# TASK ITEM
Scan the lines below for "parked" and copy the matches.

# TASK INPUTS

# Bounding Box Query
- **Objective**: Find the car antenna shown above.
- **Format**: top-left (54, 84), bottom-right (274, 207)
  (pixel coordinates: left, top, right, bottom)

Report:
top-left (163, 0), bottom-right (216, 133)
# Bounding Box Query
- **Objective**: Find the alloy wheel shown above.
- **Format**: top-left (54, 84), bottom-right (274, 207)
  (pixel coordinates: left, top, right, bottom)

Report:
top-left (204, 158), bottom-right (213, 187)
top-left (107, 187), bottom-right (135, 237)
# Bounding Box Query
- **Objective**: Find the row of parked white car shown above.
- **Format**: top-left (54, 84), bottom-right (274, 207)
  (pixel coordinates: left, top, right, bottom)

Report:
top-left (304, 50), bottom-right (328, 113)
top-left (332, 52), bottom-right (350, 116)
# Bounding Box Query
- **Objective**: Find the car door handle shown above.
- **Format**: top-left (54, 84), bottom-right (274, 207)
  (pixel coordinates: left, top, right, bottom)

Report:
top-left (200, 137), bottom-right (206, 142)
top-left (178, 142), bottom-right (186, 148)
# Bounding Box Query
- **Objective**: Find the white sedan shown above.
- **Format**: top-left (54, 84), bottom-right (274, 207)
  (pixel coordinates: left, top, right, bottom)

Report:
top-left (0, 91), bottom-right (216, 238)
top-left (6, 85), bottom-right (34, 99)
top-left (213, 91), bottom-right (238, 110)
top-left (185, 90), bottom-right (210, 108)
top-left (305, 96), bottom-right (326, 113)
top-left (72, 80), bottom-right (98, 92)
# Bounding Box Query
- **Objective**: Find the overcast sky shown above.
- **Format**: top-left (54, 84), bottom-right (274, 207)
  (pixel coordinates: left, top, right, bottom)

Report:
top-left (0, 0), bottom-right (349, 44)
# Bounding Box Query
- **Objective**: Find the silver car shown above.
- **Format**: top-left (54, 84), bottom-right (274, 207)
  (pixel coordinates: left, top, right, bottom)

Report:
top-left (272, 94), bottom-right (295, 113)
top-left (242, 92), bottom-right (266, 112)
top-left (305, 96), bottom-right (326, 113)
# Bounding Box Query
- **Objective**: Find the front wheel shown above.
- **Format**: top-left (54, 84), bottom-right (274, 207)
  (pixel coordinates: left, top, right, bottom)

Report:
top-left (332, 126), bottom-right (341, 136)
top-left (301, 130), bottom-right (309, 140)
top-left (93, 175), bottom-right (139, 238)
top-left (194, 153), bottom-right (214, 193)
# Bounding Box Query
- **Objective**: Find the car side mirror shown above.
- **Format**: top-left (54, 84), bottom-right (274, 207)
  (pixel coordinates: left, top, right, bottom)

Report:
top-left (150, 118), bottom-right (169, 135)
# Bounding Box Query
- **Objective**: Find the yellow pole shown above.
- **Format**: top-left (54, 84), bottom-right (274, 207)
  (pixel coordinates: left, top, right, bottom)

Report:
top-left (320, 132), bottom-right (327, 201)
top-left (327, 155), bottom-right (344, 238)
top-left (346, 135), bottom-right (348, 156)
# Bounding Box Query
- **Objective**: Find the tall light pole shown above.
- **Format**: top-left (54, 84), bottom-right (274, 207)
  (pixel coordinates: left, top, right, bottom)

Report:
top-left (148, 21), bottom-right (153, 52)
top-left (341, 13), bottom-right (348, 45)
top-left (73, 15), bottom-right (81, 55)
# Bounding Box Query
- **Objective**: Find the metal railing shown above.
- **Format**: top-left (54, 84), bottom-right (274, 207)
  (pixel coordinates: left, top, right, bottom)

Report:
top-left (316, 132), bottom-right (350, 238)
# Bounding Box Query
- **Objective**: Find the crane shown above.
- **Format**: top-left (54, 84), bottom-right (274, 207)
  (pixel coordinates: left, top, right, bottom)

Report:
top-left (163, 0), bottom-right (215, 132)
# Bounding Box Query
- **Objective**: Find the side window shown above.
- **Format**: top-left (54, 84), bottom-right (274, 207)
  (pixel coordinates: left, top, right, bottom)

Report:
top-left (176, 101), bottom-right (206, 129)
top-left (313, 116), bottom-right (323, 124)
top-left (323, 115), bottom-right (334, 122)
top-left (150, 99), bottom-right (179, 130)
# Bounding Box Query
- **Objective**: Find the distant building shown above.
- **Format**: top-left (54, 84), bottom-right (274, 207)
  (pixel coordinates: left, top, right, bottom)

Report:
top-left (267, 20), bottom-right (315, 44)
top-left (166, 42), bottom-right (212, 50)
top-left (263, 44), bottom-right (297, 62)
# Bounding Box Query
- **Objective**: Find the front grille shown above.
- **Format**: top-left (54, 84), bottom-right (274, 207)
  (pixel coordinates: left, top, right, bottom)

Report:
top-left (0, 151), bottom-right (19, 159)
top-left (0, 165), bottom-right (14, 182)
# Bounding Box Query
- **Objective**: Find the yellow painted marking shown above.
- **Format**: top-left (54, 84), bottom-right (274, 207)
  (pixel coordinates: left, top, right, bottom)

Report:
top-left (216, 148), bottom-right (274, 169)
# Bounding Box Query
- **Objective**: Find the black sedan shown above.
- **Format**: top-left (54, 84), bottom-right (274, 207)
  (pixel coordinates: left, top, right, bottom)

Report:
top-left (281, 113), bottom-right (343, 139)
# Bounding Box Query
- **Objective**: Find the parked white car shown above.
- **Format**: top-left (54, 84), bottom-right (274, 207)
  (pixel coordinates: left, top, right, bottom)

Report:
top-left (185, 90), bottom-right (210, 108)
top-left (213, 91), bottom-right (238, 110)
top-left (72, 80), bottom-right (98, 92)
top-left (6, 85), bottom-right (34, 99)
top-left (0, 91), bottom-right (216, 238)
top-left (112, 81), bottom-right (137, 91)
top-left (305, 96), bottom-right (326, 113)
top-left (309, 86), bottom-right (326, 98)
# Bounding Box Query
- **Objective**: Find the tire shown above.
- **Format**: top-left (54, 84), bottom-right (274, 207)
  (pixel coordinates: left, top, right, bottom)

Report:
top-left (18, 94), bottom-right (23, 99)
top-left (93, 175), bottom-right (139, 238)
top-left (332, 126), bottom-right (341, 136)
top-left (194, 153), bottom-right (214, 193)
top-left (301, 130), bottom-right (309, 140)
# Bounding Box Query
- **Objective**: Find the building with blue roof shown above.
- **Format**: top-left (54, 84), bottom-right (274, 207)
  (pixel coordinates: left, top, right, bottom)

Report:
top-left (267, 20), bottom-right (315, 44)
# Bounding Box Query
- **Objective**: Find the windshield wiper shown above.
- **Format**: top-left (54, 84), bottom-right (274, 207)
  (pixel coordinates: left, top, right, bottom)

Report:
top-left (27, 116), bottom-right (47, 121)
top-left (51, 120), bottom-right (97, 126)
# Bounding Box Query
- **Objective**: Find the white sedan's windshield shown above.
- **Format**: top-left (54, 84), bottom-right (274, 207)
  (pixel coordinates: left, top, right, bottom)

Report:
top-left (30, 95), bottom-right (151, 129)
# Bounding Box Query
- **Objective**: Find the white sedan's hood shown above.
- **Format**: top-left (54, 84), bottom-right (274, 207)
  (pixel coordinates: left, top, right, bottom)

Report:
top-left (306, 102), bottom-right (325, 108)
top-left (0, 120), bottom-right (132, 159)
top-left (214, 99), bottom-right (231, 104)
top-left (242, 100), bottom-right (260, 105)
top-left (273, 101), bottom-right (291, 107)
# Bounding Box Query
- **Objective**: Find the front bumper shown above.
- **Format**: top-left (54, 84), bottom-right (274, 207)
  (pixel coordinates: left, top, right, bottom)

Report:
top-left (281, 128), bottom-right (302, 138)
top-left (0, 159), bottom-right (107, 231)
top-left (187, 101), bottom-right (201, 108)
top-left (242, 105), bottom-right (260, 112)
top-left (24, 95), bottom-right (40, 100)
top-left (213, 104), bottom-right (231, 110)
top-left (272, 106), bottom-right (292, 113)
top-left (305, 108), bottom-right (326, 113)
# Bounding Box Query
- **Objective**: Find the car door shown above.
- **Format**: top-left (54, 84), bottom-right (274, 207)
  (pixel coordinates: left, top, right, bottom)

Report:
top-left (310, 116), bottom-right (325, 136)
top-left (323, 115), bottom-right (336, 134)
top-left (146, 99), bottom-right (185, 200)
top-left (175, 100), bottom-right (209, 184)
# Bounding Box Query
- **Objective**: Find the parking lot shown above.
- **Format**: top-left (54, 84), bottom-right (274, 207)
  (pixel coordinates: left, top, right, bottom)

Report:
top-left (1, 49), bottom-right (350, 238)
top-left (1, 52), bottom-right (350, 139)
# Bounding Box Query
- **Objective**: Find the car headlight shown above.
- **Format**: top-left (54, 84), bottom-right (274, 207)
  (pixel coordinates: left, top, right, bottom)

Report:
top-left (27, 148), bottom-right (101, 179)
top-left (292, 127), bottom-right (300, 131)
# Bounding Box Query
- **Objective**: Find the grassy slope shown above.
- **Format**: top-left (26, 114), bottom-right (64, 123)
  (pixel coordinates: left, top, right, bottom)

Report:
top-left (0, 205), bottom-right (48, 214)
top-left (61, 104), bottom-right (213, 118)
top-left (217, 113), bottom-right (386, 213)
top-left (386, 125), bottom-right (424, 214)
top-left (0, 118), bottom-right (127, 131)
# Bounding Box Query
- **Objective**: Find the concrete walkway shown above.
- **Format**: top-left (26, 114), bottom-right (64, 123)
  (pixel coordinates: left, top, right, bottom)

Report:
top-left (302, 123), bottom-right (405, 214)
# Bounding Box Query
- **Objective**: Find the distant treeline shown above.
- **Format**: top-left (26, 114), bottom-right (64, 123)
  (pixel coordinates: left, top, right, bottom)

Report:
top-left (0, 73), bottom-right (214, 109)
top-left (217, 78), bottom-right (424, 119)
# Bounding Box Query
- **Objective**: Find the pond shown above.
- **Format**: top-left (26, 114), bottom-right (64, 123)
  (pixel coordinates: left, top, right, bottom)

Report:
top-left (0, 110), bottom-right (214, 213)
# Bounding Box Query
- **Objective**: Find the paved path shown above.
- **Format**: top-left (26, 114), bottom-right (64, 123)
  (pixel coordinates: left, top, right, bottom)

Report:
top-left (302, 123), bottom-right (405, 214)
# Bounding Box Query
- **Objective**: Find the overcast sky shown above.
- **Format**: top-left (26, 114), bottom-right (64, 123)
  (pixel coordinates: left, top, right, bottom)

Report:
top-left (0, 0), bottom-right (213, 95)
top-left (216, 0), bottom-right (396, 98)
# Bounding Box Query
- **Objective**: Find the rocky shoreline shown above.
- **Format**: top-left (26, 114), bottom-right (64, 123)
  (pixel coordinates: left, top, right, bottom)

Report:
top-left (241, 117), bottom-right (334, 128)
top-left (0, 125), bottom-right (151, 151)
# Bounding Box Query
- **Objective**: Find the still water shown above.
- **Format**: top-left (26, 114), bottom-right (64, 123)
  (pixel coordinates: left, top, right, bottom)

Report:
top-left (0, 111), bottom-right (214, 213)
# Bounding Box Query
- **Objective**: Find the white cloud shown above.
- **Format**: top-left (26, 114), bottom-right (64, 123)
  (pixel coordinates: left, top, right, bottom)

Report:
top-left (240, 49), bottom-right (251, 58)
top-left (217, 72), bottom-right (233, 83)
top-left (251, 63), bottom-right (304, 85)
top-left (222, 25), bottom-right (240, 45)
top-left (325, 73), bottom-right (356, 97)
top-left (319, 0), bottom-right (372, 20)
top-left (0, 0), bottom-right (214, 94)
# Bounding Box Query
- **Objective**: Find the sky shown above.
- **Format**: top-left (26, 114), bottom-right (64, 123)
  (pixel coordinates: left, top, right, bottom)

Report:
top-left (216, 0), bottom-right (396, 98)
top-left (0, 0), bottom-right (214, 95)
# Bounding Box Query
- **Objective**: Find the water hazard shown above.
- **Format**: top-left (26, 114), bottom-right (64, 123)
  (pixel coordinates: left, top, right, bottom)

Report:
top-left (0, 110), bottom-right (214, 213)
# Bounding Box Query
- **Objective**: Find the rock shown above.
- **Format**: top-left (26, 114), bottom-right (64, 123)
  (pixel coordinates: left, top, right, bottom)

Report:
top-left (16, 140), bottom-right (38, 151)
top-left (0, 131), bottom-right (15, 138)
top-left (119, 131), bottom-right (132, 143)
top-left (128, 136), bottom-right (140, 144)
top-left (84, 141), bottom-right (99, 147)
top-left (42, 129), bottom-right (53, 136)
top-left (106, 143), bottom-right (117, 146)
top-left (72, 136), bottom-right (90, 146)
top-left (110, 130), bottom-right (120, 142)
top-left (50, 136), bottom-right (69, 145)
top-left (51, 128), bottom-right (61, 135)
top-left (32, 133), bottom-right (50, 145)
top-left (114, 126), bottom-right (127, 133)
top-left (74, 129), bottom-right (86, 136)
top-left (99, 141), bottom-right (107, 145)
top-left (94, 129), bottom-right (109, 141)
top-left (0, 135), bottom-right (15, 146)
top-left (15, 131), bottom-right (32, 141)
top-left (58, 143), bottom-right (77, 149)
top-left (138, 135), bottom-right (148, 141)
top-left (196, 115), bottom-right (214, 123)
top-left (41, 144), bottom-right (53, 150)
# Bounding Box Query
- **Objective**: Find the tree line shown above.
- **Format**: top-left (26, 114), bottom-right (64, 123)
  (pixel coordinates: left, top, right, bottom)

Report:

# ANSWER SPACE
- **Objective**: Find the row of parked white car shown above.
- **Objective**: Find the parked white car shown above.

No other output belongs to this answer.